Search the records below for the word "girl", then return every line where it appears.
•••
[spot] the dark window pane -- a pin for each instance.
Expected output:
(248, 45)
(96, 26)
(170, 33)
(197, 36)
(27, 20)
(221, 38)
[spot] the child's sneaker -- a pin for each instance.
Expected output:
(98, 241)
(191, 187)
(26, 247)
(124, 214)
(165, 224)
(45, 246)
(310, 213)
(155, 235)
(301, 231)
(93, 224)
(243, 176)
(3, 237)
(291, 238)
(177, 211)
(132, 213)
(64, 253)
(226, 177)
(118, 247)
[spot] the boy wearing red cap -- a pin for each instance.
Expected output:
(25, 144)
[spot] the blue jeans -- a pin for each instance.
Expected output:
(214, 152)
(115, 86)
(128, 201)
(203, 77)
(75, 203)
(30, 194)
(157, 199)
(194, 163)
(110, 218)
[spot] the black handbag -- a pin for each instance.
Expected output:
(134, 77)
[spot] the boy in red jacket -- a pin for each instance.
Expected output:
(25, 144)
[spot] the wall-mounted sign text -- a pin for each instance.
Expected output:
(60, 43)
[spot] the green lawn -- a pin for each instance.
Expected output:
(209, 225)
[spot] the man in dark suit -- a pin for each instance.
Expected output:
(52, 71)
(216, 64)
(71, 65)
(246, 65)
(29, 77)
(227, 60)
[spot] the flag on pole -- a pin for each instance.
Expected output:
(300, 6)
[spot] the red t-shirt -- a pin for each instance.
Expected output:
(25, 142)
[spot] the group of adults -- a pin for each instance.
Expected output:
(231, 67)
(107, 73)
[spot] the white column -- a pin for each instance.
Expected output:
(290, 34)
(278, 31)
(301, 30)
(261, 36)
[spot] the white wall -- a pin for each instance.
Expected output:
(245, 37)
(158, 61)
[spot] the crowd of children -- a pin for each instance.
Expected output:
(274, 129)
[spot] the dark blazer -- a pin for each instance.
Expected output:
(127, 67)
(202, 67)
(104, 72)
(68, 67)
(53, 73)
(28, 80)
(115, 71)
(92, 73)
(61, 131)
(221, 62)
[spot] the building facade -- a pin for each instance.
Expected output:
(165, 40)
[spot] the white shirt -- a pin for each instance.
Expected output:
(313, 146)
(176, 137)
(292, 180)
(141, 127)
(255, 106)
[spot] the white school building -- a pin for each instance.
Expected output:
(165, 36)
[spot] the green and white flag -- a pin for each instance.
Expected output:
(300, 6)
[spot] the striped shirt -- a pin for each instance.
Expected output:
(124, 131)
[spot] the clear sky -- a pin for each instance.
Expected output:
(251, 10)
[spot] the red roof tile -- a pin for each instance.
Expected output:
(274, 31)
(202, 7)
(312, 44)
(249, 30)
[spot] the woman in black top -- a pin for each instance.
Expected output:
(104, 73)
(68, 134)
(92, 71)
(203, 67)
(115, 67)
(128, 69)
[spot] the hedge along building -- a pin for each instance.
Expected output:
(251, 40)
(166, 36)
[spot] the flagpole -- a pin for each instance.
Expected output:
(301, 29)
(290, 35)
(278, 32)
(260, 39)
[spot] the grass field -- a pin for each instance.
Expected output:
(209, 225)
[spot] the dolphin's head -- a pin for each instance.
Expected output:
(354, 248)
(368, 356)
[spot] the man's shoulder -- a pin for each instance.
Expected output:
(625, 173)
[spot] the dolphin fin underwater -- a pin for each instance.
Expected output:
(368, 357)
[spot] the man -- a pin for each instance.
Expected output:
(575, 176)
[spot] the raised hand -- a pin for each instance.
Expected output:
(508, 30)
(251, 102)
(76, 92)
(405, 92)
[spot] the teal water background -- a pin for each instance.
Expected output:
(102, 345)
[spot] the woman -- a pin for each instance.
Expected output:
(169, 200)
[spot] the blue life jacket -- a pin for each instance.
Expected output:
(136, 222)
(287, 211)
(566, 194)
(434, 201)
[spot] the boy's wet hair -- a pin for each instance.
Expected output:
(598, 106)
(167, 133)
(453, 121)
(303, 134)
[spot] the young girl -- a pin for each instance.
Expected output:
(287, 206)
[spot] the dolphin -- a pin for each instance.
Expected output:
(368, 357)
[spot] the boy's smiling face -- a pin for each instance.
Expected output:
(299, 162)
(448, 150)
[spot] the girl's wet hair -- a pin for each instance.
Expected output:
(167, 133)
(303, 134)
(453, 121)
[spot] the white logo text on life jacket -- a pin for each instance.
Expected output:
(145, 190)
•••
* [Output for this exercise]:
[spot] the young girl -- a pin for each instance.
[spot] the girl's wet hair -- a pin for each instance.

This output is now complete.